__Exercise description__
Every entry here needs to be repeated exactly.

__Record excerpts__
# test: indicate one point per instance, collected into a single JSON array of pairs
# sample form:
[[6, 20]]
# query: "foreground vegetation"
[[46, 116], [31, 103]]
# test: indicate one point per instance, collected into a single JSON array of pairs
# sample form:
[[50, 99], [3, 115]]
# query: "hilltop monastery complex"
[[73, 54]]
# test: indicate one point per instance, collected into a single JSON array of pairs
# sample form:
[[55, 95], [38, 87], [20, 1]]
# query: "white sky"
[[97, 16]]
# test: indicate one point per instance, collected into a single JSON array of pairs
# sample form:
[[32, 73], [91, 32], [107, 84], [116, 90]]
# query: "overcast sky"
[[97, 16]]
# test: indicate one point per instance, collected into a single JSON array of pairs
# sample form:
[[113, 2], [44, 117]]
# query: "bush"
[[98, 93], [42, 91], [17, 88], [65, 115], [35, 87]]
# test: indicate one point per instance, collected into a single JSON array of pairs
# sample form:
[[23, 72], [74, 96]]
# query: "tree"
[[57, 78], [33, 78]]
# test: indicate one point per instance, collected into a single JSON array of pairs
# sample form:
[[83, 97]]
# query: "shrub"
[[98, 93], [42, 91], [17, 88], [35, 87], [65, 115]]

__Solution for this task__
# test: indicate one point per instance, collected into a single JSON array of pairs
# sample form:
[[6, 20]]
# query: "foreground vegetation"
[[46, 116], [31, 103]]
# test: indicate one point per instance, collected into a single JSON array of pairs
# sample form:
[[50, 99], [3, 115]]
# query: "hilltop monastery complex"
[[73, 54]]
# test: indicate one point per instance, collected into a single JSON array of pairs
# sample form:
[[55, 95], [38, 87], [20, 1]]
# query: "white sky"
[[97, 16]]
# test: indicate one point per instance, collected into a single JSON array of pairs
# sample form:
[[32, 73], [91, 32], [107, 84], [116, 90]]
# query: "overcast sky"
[[97, 16]]
# test: indicate one point per instance, collected into a single JSON array of pairs
# sample form:
[[113, 2], [44, 117]]
# query: "bush"
[[98, 93], [42, 91], [17, 88], [65, 115], [35, 87]]
# test: indicate one point per instance, collected into a single JSON array of pairs
# sample form:
[[23, 72], [74, 96]]
# query: "tree"
[[57, 78], [33, 78]]
# test: indicate one point per instance, collected into a single JSON array of pairs
# sample form:
[[83, 97]]
# query: "shrub"
[[98, 93], [42, 91], [17, 88], [35, 87], [65, 115]]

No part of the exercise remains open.